> _Work to complete_: From the listing that follows, extract every line and set it down unaltered.

──────────

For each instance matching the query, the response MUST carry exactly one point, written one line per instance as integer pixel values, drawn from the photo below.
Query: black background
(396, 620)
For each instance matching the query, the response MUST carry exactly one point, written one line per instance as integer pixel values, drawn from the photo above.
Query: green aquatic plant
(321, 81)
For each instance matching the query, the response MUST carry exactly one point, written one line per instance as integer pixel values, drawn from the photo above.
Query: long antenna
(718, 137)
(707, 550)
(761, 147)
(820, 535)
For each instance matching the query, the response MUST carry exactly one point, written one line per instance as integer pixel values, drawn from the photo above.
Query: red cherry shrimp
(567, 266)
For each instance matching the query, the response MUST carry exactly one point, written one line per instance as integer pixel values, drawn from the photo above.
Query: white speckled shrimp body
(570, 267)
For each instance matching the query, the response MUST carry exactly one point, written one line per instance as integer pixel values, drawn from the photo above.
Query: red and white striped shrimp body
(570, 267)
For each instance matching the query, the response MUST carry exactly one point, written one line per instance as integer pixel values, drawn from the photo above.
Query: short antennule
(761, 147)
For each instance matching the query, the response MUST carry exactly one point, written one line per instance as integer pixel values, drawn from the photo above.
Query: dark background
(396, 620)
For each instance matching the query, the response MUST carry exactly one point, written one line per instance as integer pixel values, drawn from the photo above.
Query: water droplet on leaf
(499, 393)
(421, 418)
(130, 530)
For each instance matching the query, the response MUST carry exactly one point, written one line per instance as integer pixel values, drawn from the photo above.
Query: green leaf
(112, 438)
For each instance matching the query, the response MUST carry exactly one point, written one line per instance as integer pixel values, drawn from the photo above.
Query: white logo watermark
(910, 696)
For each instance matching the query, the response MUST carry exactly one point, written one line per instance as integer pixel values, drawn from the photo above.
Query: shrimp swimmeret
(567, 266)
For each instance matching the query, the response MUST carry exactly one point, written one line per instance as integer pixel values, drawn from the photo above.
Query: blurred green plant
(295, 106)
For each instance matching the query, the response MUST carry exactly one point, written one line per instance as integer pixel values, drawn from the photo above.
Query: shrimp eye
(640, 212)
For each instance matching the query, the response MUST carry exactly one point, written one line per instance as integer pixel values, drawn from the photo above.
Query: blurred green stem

──────────

> _In response_:
For each instance matching the query, the response MUST carry exactly one point, written one line per instance as integer pixel values, drawn from the photo below.
Query: black background
(396, 620)
For each instance matching the query, the response MUST carry exactly one point, written one line per instance as integer pixel values, drawn from the photo above.
Query: green aquatic plant
(321, 81)
For each instance matching the query, the response MUST carry exactly one point, written one line per instance as integer pixel values, drawn from the photo above.
Query: long antenna
(718, 137)
(707, 550)
(761, 147)
(820, 535)
For each instance matching the query, the response MUST carry exactly one point, written one line per instance as integer pixel values, drawn from the photo above.
Query: red cherry shrimp
(567, 266)
For each instance matching the query, the response MUST carry exactly one point, written one line per instance as integer pixel values, drawn from the photo above.
Query: white speckled shrimp body
(570, 267)
For each instance matching the query, the response MUST carry exactly one point, written one line per instance as integer pixel values, drawn from the photo above.
Query: red and white striped shrimp body
(570, 267)
For each instance matching the query, the response MUST carry exactly one point, written one line per instance as integer pixel values, drawn from the photo above.
Query: short antennule
(761, 147)
For each instance matching the query, the response MUST carry exactly one point, written one line per instance as integer pixel values, drawn from the photo above.
Query: dark background
(396, 620)
For each instance matching the query, the response MUST carry exactly one point, written one line per instance as integer pixel values, drawn from the photo above.
Query: water droplet on leaf
(499, 393)
(421, 418)
(130, 530)
For each instance matching the query, the response MUST carry exactly one point, written one line per instance as integer pixel values, drawn from the photo above.
Query: green leaf
(112, 438)
For each instance matching the query, the response MUST carry exactly one point, written one line per instance as integer pixel values, drawn from the photo above.
Query: white logo watermark
(910, 696)
For each instance matching the query, the response MUST carry exactly one point, written one line per instance as integer pixel values, drawn from the photo above.
Query: shrimp swimmeret
(567, 266)
For each instance matching the query, the response MUST carry exactly one point, written one line per instance as integer pixel values, drawn from the photo above.
Query: blurred green plant
(295, 106)
For each instance matching the query, the response MUST carry exactly one point, written one line per instance as integer pixel values, drawn from the photo above.
Query: shrimp eye
(640, 212)
For each instance matching the query, the response MUST carry exactly one point, written one line per instance as integer pixel values, drawn from the photo above.
Query: blurred green stem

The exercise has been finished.